┌─ Texto proporcionado
Francisco súper estrella

En su visita histórica a Río, el papa confirmó que quiere lavar los pecados de la Iglesia y reconstruirla sobre la pobreza y la humildad. ¿Logrará darle ese viraje radical?

27 de julio de 2013

“Id, inflamad todas las cosas”, dijo una vez San Ignacio de Loyola, el soldado que fundó la Compañía de Jesús. Quinientos años después, el primero de sus discípulos en llegar al trono de San Pedro alimenta esas llamas vitales, enérgicas, transformadoras, para incendiar las viejas bases de la Iglesia y renovarla por completo. En Río de Janeiro, Brasil, de visita para presidir las Jornadas Mundiales de la Juventud, Francisco confirmó su determinación de llegar muy lejos en su propósito, y dejó claro que la “primavera vaticana” apenas comienza. 

Las sensaciones entre la multitud de un millón de personas lo confirmaban. Jamie, de Canadá, uno de los peregrinos juveniles, le dijo a SEMANA que en un mundo donde se han perdido los valores “es muy satisfactorio encontrar tanta alegría, tanta fe, tanto entusiasmo, Francisco emociona”. Jessica, Carla y Josephine, de Nueva York, rescatan “su humildad, su llamado a llegar a los marginados, a estar afuera con los pobres. Este es el cambio. Nos contaron que el papa en Argentina se acercaba a los curas, los olía, y les decía: ‘todavía no hueles a oveja’”. 

Las historias pasan de boca en boca y alimentan la leyenda de Francisco, que en cuatro meses logró darle un increíble soplo de frescura a la Iglesia. La primera chispa destelló apenas fue entronizado. Ese 13 de marzo, en vez de bendecir el mundo, rogó a los creyentes rezar por él. La mañana siguiente pagó su cuenta de hotel, como cualquier huésped. Con los días el Bergoglio style, esa prédica muy jesuita de “educar y enseñar con el ejemplo”, se volvió el nuevo dogma.
└─
┌─ Extracto de datos
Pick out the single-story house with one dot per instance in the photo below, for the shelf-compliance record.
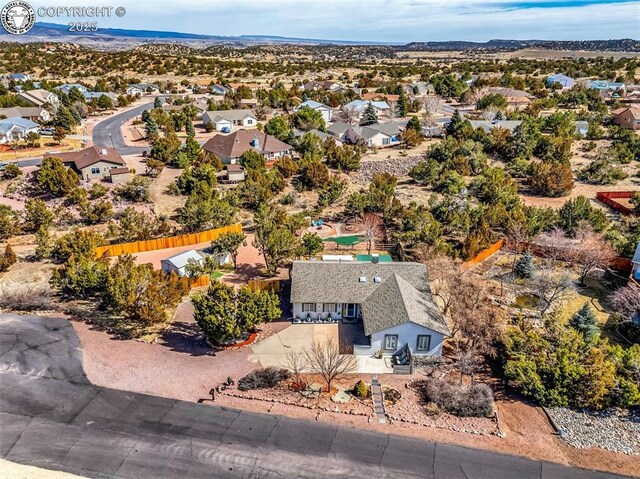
└─
Tarea 1 —
En el texto sobre la visita del papa a Río, ¿por qué se relaciona a Francisco con la frase de San Ignacio de Loyola "Id, inflamad todas las cosas"? Responde en una a tres oraciones.
Tarea 2 —
Según el texto sobre la visita del papa a Río, ¿de cuántas personas era la multitud?
Tarea 3 —
Cita literalmente del texto sobre la visita del papa a Río el fragmento que comienza con las palabras que contienen "Las historias pasan" y termina con "el nuevo dogma.".

Respuesta correcta 1 —
Porque Francisco es el primero de los discípulos de San Ignacio, fundador de la Compañía de Jesús, en llegar al trono de San Pedro. Además, alimenta esas llamas para incendiar las viejas bases de la Iglesia y renovarla por completo.

Respuesta correcta 2 —
De un millón de personas.

Respuesta correcta 3 —
Las historias pasan de boca en boca y alimentan la leyenda de Francisco, que en cuatro meses logró darle un increíble soplo de frescura a la Iglesia. La primera chispa destelló apenas fue entronizado. Ese 13 de marzo, en vez de bendecir el mundo, rogó a los creyentes rezar por él. La mañana siguiente pagó su cuenta de hotel, como cualquier huésped. Con los días el Bergoglio style, esa prédica muy jesuita de “educar y enseñar con el ejemplo”, se volvió el nuevo dogma.